── Provided material

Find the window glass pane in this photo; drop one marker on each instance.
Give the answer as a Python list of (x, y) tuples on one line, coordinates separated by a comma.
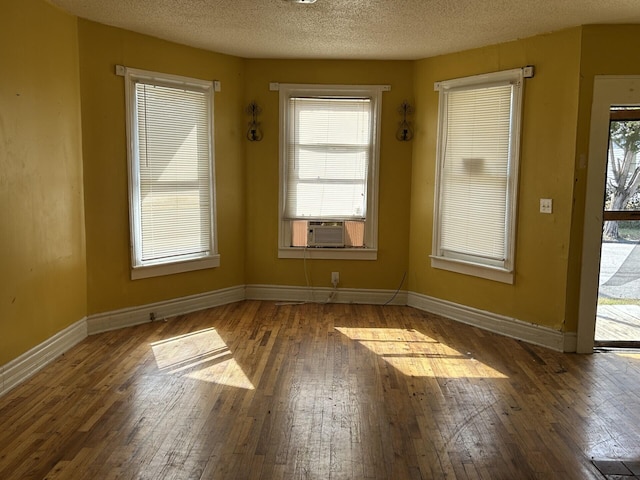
[(474, 172), (175, 204), (329, 147)]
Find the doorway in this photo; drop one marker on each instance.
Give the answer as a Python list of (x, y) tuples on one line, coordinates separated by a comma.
[(618, 310), (608, 91)]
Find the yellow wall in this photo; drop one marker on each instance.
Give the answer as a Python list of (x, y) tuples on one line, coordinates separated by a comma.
[(42, 252), (64, 171), (105, 165), (263, 265), (546, 171)]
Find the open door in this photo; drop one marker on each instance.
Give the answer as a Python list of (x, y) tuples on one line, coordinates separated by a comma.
[(608, 92), (618, 310)]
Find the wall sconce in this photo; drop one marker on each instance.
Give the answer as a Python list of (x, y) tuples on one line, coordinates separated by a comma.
[(254, 134), (404, 133)]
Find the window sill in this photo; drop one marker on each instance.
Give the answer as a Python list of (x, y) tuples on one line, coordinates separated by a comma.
[(329, 253), (149, 271), (483, 271)]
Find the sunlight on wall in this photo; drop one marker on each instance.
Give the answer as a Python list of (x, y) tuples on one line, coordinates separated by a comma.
[(201, 355), (415, 354)]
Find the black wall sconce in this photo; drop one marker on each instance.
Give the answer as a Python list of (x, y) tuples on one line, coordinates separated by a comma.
[(404, 132), (254, 134)]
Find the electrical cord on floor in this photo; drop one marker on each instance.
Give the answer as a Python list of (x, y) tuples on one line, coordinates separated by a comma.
[(404, 275)]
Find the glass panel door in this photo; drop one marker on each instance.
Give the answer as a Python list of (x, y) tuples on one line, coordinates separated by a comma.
[(618, 313)]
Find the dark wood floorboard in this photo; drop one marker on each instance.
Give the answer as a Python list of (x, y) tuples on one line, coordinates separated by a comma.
[(257, 390)]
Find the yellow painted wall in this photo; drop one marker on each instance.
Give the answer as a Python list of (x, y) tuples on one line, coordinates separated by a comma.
[(42, 251), (546, 171), (263, 265), (606, 50), (105, 165)]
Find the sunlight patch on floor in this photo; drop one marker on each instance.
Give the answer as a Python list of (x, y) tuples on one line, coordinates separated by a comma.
[(415, 354), (201, 355), (635, 355)]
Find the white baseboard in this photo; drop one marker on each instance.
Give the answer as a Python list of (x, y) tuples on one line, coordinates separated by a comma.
[(323, 295), (128, 317), (21, 368), (507, 326)]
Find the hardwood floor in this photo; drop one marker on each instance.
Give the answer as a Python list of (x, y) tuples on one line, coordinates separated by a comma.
[(256, 390)]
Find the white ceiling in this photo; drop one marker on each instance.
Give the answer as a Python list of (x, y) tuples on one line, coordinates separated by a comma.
[(354, 29)]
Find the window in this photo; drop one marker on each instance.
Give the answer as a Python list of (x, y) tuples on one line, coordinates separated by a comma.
[(329, 170), (171, 182), (477, 174)]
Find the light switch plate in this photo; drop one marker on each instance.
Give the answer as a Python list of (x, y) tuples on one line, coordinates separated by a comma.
[(546, 205)]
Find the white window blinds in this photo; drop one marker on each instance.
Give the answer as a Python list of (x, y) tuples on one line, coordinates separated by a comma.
[(475, 171), (477, 174), (327, 157), (174, 175)]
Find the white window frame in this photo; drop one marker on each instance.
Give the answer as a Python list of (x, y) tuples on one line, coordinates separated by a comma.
[(469, 264), (370, 250), (145, 269)]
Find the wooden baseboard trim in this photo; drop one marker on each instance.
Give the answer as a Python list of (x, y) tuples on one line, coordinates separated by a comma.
[(323, 295), (21, 368), (27, 364), (128, 317), (507, 326)]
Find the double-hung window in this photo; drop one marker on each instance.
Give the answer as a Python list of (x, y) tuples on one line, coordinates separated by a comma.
[(477, 174), (329, 151), (171, 175)]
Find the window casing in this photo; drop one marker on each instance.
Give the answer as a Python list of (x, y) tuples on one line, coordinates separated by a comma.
[(477, 174), (171, 174), (329, 151)]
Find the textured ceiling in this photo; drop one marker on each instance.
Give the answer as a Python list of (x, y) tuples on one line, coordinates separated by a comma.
[(361, 29)]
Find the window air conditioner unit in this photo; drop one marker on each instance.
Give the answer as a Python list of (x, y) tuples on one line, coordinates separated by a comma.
[(325, 234)]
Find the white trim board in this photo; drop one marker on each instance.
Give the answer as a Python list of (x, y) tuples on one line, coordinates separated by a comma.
[(507, 326), (23, 367), (323, 295), (128, 317), (27, 364)]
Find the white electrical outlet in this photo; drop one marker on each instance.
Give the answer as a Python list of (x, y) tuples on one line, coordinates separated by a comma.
[(546, 205)]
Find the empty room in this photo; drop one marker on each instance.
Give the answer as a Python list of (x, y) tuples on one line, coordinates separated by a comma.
[(319, 239)]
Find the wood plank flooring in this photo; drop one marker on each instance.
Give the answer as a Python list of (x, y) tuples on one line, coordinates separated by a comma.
[(257, 390)]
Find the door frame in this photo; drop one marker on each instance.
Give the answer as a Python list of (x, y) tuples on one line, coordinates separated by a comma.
[(608, 90)]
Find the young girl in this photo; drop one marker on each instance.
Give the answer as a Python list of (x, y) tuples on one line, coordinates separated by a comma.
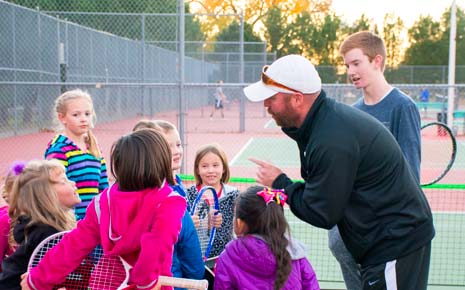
[(40, 205), (5, 248), (139, 217), (76, 146), (211, 168), (187, 257), (263, 257)]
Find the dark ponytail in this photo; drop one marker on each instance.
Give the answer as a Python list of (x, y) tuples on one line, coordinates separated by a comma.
[(268, 221)]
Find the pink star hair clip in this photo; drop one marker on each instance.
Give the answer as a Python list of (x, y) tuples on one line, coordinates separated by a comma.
[(276, 195)]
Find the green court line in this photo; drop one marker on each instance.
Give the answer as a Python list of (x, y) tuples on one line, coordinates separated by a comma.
[(188, 177)]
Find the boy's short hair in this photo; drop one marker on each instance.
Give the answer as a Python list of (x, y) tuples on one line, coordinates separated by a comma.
[(370, 44), (140, 160)]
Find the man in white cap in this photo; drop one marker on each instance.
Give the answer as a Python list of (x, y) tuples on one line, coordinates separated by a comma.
[(355, 177)]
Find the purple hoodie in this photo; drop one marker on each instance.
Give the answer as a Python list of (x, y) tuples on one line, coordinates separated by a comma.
[(248, 263)]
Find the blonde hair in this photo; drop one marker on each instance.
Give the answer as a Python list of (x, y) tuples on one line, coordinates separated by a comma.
[(217, 150), (33, 196), (370, 44), (61, 107)]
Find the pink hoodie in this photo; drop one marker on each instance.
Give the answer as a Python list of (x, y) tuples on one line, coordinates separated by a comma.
[(145, 224)]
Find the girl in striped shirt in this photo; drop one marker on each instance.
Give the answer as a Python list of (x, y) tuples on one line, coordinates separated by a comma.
[(76, 147)]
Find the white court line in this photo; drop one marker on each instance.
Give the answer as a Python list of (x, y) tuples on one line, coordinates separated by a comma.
[(240, 152)]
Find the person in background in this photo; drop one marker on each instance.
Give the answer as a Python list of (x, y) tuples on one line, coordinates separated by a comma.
[(364, 56), (5, 248), (220, 99), (424, 99), (263, 256), (40, 205), (355, 176), (138, 217), (76, 146)]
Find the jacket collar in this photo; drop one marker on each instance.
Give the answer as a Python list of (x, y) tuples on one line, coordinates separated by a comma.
[(304, 131)]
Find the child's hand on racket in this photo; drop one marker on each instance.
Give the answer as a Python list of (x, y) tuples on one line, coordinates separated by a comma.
[(267, 172), (217, 219)]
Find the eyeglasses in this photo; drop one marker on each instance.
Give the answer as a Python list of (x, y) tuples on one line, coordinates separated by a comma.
[(270, 82)]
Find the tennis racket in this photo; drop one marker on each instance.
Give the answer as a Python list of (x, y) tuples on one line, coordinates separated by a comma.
[(96, 271), (190, 284), (204, 207), (438, 151)]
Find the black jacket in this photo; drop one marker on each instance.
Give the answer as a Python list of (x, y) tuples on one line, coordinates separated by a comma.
[(356, 177), (16, 264)]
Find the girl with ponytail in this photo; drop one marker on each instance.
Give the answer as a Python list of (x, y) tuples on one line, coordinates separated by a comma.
[(263, 256)]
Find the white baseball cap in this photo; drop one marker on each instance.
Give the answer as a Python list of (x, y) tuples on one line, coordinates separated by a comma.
[(288, 74)]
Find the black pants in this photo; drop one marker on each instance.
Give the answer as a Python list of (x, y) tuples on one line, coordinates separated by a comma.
[(409, 272), (210, 278)]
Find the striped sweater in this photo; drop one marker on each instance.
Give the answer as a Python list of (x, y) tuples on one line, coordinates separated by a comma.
[(88, 171)]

────

Work task:
The expected answer is an exact copy of the lines above, beginning at the line with "Find the white ceiling" and ending at the line with "Find the white window blinds", with both ends in.

Your response:
Find the white ceiling in this photo; drop one marker on each instance.
Give the answer as a Python list of (x, y) tuples on one line, coordinates separated by a comma.
[(354, 29)]
Find the window in this photo; drop one marker on each instance.
Give the answer as a Python list of (x, y) tuples on one line, coordinates separated by a comma.
[(329, 170), (171, 182), (477, 174)]
Find the light switch plate in this photo; drop one marker on each instance.
Give the answer as a Python list of (x, y) tuples on one line, coordinates separated by a comma.
[(546, 205)]
Find the white window blinds in this photo; drop one marker on each instance.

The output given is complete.